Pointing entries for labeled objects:
╔══

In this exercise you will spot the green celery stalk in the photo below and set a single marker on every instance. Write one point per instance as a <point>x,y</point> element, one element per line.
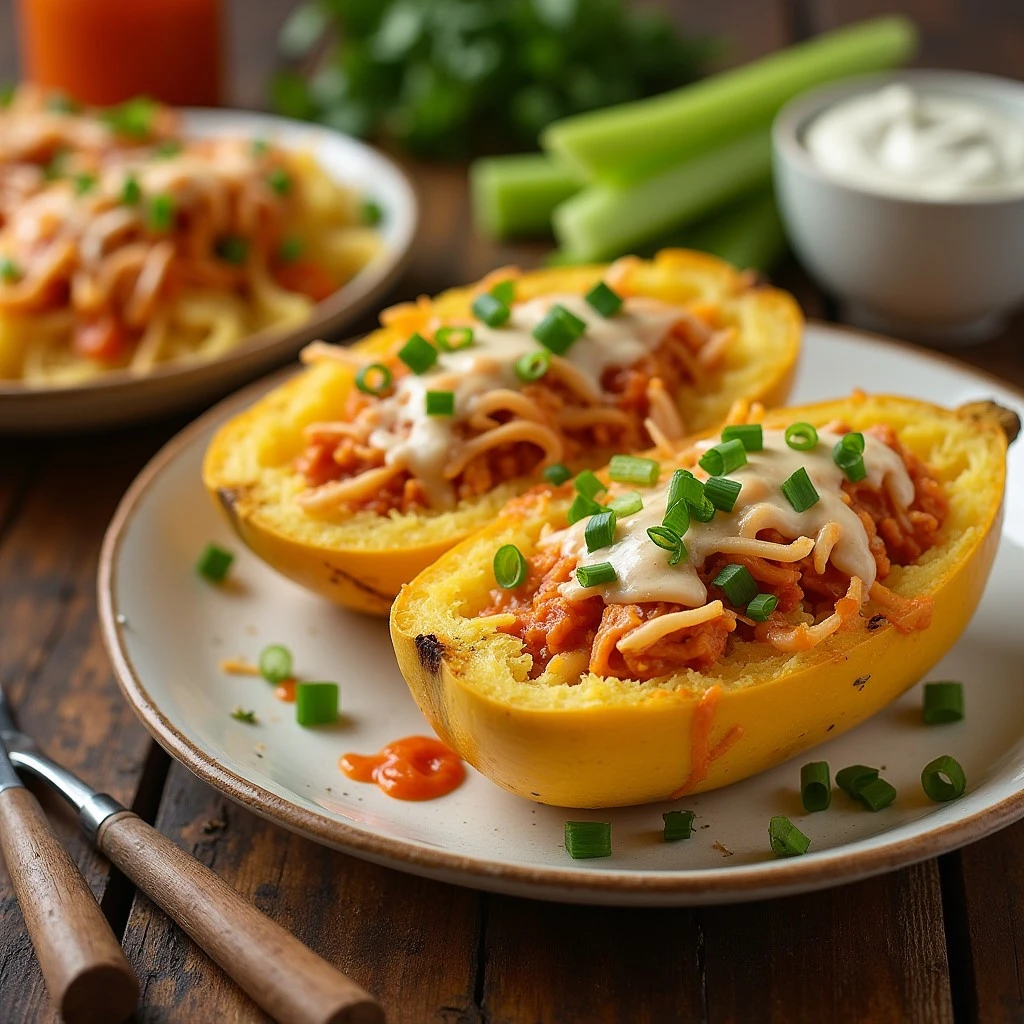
<point>628,142</point>
<point>514,196</point>
<point>603,221</point>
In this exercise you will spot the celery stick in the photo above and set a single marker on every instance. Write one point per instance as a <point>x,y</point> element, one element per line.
<point>630,141</point>
<point>603,221</point>
<point>515,195</point>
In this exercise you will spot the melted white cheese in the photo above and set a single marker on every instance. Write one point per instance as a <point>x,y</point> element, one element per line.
<point>642,567</point>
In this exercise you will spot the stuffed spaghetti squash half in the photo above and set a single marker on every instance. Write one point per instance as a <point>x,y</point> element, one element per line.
<point>359,471</point>
<point>722,605</point>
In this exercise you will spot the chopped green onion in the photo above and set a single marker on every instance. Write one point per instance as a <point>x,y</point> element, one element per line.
<point>815,785</point>
<point>761,607</point>
<point>440,403</point>
<point>800,492</point>
<point>603,300</point>
<point>451,339</point>
<point>418,353</point>
<point>750,433</point>
<point>594,576</point>
<point>214,563</point>
<point>633,469</point>
<point>785,839</point>
<point>877,794</point>
<point>559,330</point>
<point>275,663</point>
<point>678,824</point>
<point>489,310</point>
<point>557,474</point>
<point>722,493</point>
<point>737,583</point>
<point>375,379</point>
<point>724,458</point>
<point>532,366</point>
<point>943,702</point>
<point>315,704</point>
<point>589,484</point>
<point>510,566</point>
<point>853,778</point>
<point>600,530</point>
<point>943,779</point>
<point>801,436</point>
<point>588,839</point>
<point>627,504</point>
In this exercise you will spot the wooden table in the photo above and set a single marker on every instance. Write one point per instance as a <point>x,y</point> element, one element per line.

╚══

EXERCISE DIRECTIONS
Can you update the listing above so that every "set a single marker" becomes "place one marker" and nothing else changes? Omit the pictures from your answer.

REPLY TO THE TASK
In this exercise you will spot the green celery stalk in the photo below and place one marker on every instance. Write one point per instance as a <point>x,y</point> element, one element per line.
<point>628,142</point>
<point>514,196</point>
<point>603,221</point>
In this exercise you will spot the celery stick in the photo above and place one marker on every instance. Write one point per instance as a <point>x,y</point> element, one element per line.
<point>630,141</point>
<point>603,221</point>
<point>515,195</point>
In this exercise you will spot the melted white cheese in the photo above and place one marker on every instance. Write one point per instance as a <point>x,y</point> element, one element per line.
<point>642,567</point>
In this exercise you will spot the stuffed spaghetti squash half in the photo above and place one marker on every instance. Write one point per instance as a <point>x,y</point> element, one element per line.
<point>359,471</point>
<point>722,605</point>
In this exercise you will spot the chopped green onion in the photo above and place one marker on every instance. Write one point per instance as a <point>x,y</point> element, one element per line.
<point>815,785</point>
<point>761,607</point>
<point>440,403</point>
<point>800,492</point>
<point>603,300</point>
<point>451,339</point>
<point>418,353</point>
<point>750,433</point>
<point>594,576</point>
<point>214,563</point>
<point>633,469</point>
<point>785,839</point>
<point>877,794</point>
<point>559,330</point>
<point>275,663</point>
<point>678,824</point>
<point>489,310</point>
<point>557,474</point>
<point>722,493</point>
<point>737,583</point>
<point>375,379</point>
<point>724,458</point>
<point>532,366</point>
<point>943,702</point>
<point>315,704</point>
<point>589,484</point>
<point>510,566</point>
<point>853,778</point>
<point>600,530</point>
<point>943,779</point>
<point>801,436</point>
<point>588,839</point>
<point>627,504</point>
In this exercise you will spot the wooden table in the photo above and place one marker on every instance. Write one point per instance as a <point>x,y</point> element, one element per line.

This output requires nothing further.